-- START OF EXTRACTED ENTRIES --

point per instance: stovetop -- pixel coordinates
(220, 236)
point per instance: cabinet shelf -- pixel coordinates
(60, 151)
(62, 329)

-- END OF EXTRACTED ENTRIES --

### WRITTEN TASK
Can you copy the data above line for line, changing nothing?

### RESULT OF THIS TASK
point per instance: stovetop -- pixel coordinates
(220, 236)
point per instance: cabinet shelf -- pixel coordinates
(60, 151)
(62, 329)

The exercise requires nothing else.